▶ [The task]
Write out the lines of the listing word for word, starting at the line that contains "Find the balcony railing" and ending with the final line of the listing.

▶ [Given data]

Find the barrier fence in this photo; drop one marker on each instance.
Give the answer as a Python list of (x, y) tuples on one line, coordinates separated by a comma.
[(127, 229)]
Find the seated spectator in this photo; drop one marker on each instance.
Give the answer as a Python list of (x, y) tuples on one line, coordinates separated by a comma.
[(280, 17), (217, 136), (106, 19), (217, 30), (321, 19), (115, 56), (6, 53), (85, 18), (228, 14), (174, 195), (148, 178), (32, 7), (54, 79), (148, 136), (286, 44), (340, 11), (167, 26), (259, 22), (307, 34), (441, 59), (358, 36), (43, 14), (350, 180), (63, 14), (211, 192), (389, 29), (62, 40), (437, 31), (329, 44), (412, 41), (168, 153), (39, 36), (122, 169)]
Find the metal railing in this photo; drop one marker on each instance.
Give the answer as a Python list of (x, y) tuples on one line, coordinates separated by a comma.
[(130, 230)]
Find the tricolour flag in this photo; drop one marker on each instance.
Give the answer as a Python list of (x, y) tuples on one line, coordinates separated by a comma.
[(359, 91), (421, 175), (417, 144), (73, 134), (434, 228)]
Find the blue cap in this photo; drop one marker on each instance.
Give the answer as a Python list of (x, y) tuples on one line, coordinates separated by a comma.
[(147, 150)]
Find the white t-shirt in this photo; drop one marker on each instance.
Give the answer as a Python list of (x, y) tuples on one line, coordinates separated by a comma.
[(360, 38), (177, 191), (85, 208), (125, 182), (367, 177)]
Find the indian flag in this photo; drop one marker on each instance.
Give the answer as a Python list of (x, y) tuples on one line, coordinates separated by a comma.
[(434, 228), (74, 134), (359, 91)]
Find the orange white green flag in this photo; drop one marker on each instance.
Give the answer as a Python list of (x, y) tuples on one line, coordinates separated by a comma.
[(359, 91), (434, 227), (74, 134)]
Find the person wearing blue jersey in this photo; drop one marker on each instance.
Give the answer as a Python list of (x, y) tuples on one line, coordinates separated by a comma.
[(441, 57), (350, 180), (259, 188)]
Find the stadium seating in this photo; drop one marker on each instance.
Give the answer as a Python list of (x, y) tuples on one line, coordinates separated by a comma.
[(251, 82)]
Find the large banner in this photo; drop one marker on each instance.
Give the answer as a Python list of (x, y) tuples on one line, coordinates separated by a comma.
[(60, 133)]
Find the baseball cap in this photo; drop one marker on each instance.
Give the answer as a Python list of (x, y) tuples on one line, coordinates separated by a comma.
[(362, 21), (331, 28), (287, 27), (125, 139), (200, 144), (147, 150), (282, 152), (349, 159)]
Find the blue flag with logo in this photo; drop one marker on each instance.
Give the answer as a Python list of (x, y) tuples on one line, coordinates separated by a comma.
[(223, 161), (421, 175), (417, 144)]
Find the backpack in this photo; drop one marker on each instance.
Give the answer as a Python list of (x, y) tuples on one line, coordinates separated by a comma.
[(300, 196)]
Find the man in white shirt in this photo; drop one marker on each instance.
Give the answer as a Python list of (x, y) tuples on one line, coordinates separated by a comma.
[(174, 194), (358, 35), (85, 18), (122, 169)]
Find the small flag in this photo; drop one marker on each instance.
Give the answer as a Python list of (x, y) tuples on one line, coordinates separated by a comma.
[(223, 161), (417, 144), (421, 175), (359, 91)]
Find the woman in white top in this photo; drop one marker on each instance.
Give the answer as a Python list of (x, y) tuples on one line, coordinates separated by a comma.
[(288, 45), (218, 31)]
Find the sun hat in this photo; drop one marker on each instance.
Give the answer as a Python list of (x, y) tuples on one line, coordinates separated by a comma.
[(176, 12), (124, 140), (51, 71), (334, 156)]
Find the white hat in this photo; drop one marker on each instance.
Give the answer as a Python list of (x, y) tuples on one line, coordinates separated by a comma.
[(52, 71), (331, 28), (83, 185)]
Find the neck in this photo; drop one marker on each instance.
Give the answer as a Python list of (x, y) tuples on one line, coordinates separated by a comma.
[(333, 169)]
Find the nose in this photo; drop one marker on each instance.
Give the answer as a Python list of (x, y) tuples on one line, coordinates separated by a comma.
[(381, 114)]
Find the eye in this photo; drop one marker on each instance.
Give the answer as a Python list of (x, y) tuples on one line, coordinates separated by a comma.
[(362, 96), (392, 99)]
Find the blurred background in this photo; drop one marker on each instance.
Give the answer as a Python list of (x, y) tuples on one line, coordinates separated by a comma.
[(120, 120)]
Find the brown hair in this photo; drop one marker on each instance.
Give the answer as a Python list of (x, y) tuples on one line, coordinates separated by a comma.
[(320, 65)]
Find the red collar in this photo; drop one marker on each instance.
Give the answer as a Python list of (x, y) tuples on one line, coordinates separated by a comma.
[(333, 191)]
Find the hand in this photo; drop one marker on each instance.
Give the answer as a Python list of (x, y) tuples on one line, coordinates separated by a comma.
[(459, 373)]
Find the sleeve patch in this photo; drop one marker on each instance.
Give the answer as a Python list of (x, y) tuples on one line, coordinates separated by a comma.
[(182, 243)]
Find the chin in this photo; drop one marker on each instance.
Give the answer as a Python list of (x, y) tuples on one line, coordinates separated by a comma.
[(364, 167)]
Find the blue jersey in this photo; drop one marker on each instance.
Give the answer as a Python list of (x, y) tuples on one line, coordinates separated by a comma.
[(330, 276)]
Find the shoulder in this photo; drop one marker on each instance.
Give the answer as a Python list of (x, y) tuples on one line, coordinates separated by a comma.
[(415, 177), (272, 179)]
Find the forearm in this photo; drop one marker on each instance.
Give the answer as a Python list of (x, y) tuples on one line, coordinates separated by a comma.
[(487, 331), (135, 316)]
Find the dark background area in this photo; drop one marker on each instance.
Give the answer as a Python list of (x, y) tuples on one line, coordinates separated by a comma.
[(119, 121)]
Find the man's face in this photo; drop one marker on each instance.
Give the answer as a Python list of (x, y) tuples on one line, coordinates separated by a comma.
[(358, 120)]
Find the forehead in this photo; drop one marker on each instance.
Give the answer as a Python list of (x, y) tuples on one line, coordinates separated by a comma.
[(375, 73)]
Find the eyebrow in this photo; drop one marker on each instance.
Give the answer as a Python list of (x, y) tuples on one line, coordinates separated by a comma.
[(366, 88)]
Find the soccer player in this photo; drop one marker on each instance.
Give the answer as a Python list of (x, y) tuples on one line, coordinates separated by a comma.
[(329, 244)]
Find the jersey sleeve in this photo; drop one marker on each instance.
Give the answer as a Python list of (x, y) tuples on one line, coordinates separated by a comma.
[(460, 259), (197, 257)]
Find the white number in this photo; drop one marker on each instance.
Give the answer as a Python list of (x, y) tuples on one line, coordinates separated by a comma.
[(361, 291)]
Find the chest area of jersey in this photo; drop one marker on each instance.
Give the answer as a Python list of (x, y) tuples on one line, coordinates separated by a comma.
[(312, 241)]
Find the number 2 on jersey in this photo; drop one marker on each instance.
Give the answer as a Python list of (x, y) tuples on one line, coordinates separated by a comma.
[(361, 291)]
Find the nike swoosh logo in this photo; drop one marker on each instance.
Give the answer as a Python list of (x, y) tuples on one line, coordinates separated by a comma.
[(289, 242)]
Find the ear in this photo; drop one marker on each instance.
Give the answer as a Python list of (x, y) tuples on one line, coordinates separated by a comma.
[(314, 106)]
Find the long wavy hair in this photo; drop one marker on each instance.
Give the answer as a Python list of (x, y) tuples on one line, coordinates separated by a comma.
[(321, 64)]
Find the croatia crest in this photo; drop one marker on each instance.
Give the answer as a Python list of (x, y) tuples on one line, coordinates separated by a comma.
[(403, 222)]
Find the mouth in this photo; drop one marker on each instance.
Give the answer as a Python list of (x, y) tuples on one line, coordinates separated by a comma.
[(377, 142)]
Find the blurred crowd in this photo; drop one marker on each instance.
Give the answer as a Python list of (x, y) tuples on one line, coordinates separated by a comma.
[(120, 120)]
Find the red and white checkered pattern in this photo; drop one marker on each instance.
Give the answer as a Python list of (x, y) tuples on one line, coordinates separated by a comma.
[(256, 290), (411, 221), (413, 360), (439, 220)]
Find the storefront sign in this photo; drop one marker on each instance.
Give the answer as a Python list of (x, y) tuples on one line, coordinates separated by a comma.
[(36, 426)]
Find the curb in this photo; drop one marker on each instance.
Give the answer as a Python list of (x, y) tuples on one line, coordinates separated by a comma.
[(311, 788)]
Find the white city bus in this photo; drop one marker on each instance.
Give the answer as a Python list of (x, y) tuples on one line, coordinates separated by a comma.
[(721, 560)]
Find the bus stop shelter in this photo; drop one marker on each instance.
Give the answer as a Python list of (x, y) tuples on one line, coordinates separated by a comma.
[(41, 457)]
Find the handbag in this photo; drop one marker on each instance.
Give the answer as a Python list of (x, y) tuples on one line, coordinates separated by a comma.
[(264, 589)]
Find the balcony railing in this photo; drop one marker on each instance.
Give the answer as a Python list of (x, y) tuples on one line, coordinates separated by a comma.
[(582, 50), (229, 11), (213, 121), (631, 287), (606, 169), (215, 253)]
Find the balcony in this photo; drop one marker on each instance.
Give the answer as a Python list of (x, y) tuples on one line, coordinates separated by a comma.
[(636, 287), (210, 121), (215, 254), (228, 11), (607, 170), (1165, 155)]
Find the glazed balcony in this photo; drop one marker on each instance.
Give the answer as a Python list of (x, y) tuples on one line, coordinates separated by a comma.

▶ [Reply to the task]
Find the balcony railing in this photo; drop one marker on each instance.
Give the answer as a Python list of (x, y) tuples on one line, coordinates separated by a comma.
[(582, 50), (229, 11), (213, 121), (631, 287), (606, 169), (215, 253)]
Find the balcony in this photo; drop one marker on each instance.
Give the answer as a Python list of (x, y) tuples on one line, coordinates separated by a comma.
[(636, 287), (210, 121), (215, 254), (228, 11), (607, 170), (1165, 155)]
Find the glazed balcony in this photo; drop one marker on each instance.
Give the answer as a Python list of (x, y) tuples on one line, coordinates separated by a comma.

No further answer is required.